* **Given task**: Count the lines in the entries below that contain the string "banner", and give only that count as a number.

* **Information provided**:
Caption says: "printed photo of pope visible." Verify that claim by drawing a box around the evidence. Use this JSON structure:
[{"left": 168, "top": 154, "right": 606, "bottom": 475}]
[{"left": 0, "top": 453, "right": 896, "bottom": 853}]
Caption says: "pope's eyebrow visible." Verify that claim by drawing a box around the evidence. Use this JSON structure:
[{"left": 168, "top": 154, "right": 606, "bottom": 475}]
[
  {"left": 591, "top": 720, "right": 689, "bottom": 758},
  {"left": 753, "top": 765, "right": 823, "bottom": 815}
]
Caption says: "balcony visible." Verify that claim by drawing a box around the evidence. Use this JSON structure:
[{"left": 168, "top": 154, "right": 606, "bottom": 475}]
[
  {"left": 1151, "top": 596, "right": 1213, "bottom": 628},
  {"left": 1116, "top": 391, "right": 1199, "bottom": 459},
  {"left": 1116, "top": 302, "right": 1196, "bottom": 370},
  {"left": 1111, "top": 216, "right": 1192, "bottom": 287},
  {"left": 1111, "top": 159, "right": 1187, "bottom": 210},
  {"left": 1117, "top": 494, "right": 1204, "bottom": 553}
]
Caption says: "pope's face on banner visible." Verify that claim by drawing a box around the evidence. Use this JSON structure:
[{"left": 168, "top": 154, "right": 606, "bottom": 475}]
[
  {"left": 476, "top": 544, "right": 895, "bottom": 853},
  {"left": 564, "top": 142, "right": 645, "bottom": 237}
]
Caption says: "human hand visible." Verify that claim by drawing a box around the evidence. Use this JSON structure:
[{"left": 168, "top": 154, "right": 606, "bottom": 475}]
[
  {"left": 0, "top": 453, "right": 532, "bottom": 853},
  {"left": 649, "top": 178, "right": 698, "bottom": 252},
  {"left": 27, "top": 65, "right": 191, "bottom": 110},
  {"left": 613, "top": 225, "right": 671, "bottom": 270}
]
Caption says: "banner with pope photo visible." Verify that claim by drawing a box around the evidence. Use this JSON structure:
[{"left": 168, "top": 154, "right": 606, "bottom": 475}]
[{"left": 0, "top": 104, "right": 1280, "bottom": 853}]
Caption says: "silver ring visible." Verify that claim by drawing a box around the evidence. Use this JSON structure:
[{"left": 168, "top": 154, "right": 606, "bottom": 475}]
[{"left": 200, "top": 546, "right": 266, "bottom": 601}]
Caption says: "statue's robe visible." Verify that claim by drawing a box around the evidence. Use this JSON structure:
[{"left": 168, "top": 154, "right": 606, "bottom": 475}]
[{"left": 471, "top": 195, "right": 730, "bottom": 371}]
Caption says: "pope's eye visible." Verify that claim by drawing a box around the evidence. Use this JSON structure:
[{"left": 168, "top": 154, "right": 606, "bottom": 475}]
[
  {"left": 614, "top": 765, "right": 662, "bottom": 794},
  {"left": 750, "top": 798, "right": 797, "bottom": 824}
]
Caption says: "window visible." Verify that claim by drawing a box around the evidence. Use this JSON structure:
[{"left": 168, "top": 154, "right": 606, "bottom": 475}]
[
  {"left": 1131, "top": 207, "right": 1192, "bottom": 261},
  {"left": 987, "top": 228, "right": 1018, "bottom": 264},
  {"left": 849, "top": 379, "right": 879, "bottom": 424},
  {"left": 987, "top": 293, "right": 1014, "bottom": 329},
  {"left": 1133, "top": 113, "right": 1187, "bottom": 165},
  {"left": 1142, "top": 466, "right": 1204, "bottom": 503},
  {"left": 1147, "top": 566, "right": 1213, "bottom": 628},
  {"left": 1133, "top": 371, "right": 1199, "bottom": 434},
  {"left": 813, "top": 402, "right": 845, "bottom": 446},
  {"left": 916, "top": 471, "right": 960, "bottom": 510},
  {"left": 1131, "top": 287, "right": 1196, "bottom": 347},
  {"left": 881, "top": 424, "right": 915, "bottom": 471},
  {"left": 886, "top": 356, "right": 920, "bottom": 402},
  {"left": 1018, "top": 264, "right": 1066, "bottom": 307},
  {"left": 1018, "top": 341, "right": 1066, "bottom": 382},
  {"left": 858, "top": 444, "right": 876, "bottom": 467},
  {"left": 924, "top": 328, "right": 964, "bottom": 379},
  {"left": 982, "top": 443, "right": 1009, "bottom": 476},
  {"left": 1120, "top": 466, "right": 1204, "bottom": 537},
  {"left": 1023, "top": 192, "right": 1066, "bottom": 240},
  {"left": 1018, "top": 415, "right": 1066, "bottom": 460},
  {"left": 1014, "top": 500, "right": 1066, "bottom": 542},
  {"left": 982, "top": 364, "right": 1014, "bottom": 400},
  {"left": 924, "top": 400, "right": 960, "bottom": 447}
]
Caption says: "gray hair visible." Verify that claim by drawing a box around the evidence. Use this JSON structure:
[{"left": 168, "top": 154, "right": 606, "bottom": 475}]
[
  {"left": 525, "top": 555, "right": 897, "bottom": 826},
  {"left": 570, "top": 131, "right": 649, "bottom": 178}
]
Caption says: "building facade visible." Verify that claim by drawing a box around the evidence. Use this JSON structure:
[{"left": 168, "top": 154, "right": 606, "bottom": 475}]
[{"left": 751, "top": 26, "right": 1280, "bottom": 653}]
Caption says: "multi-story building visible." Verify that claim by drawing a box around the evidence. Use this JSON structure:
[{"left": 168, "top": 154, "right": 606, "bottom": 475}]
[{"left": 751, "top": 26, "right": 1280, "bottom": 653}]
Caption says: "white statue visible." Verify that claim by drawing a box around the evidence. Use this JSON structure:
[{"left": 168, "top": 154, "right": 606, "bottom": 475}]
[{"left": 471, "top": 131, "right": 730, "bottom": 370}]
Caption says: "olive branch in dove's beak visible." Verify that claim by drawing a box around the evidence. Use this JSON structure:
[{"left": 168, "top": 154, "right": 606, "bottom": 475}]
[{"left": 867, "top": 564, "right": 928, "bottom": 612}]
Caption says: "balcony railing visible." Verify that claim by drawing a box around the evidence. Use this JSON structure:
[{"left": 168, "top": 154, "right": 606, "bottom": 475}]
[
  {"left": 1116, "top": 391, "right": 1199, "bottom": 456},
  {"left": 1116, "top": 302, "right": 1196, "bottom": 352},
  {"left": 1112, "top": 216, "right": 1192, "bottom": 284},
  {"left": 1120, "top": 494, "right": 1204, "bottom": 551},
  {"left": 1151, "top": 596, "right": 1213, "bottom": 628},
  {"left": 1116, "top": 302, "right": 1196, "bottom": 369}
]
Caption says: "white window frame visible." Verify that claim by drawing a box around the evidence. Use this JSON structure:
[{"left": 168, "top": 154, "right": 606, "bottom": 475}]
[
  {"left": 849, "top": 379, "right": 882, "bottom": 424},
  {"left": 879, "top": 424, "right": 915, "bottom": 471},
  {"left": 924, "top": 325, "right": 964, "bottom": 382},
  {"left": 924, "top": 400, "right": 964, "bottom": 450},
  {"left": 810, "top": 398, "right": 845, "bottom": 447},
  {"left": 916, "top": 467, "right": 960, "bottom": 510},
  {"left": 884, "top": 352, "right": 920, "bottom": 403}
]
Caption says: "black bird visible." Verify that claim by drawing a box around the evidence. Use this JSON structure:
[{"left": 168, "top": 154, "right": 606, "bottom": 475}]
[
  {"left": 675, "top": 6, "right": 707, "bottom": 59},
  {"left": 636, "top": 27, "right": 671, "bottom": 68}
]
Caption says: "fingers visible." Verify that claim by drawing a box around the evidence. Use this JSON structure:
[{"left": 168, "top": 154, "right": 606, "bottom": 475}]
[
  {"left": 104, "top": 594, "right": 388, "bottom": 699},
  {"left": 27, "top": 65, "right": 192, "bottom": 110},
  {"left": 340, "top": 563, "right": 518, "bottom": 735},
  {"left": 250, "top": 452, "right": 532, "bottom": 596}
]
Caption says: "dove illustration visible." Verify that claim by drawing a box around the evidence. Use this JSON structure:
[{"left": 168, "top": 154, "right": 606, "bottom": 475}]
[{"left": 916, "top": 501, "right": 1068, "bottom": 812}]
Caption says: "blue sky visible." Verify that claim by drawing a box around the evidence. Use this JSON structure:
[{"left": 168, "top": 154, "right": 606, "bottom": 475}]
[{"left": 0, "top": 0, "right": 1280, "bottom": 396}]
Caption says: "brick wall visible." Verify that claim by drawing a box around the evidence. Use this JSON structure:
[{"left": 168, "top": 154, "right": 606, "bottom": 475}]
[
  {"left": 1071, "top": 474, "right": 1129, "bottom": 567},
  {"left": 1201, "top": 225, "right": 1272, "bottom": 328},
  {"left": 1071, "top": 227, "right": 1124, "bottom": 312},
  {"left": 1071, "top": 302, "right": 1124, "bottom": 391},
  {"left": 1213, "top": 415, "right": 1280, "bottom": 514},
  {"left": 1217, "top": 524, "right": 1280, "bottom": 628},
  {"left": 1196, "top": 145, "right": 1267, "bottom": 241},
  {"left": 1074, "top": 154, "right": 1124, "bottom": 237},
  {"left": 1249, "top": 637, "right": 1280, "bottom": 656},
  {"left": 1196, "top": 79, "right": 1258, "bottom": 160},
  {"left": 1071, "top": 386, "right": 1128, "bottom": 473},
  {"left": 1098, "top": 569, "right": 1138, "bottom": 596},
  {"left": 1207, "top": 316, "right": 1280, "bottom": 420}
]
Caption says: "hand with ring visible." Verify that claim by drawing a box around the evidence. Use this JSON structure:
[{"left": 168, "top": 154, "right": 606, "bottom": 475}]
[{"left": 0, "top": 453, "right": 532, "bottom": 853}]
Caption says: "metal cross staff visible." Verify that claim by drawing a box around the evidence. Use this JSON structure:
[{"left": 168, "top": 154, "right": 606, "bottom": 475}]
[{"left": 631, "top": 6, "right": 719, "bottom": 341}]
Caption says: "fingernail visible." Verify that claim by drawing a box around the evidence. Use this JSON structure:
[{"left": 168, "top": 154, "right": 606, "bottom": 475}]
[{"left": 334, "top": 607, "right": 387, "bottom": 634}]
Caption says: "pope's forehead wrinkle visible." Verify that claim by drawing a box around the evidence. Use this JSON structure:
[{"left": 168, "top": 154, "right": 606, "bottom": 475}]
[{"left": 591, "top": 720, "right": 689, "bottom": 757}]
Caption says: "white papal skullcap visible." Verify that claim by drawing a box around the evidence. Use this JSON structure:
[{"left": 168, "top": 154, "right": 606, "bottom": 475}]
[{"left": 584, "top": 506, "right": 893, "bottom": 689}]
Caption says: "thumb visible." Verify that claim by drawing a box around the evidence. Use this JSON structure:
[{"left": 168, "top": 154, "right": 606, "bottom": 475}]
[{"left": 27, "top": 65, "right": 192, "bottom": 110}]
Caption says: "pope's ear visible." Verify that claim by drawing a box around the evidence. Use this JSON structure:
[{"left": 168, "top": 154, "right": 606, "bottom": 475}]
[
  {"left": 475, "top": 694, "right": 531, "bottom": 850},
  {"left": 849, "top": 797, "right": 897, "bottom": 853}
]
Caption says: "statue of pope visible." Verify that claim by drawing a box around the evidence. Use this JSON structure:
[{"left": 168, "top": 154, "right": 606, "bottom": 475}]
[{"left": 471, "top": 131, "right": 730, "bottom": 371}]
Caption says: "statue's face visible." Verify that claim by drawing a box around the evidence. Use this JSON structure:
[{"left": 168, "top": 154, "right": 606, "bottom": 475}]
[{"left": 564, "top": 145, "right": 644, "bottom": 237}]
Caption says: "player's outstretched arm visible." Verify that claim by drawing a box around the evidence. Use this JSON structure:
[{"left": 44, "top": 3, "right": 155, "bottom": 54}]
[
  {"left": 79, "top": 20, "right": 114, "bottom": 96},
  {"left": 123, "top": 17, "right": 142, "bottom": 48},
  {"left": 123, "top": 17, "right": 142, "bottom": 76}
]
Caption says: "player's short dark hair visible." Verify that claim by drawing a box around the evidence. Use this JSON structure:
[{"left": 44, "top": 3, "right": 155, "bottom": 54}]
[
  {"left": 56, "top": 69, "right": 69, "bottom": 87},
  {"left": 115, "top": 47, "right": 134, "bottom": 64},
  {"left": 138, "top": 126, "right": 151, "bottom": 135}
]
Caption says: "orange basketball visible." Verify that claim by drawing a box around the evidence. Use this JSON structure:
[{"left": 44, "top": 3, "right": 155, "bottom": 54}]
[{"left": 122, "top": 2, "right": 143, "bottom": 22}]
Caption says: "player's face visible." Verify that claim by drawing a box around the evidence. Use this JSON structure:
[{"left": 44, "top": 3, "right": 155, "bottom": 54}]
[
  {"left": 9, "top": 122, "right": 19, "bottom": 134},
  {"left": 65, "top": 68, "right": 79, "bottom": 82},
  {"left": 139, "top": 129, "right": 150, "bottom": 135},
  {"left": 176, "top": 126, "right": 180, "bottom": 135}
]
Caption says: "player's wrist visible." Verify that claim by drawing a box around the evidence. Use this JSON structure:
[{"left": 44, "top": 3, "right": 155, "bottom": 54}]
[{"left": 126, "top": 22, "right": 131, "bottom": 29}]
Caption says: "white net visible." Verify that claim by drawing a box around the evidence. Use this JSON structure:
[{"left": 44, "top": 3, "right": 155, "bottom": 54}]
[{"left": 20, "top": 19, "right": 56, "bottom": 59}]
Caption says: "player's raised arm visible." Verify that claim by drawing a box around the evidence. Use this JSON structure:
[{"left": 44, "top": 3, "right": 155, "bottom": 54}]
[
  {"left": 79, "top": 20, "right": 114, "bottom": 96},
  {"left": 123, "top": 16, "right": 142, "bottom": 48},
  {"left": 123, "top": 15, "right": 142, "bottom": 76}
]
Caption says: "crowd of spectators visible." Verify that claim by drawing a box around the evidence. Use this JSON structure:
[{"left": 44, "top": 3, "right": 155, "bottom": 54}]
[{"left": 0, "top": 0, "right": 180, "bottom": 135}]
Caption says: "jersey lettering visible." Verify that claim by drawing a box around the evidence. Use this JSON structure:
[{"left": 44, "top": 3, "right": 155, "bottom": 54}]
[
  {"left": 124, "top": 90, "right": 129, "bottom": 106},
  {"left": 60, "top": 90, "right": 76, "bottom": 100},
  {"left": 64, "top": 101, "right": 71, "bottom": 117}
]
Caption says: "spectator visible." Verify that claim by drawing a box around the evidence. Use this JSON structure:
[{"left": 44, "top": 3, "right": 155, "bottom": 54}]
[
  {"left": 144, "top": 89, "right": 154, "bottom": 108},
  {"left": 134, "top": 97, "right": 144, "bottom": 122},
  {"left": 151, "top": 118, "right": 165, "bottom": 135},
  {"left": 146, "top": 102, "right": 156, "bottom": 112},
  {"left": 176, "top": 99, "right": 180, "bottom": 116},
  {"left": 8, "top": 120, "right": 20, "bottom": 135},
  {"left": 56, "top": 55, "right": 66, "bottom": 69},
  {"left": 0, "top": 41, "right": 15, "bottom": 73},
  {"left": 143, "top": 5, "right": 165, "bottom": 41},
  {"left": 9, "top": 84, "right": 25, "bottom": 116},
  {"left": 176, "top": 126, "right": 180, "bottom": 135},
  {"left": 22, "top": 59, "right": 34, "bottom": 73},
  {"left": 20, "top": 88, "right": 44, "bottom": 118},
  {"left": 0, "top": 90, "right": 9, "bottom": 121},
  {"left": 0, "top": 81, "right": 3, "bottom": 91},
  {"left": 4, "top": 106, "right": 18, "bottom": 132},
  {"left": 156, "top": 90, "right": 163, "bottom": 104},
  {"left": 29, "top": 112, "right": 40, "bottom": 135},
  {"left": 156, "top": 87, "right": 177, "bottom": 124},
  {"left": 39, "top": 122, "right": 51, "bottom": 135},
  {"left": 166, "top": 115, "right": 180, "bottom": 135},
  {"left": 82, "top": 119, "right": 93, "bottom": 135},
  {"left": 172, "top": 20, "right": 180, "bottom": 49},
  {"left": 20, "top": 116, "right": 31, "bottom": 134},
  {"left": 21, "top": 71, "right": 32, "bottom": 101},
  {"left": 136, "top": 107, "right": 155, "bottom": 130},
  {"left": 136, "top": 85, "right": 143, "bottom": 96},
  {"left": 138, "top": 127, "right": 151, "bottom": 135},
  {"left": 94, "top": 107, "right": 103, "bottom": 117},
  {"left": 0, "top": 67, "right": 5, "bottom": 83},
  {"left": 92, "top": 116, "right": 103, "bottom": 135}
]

* **Answer to the exercise**: 2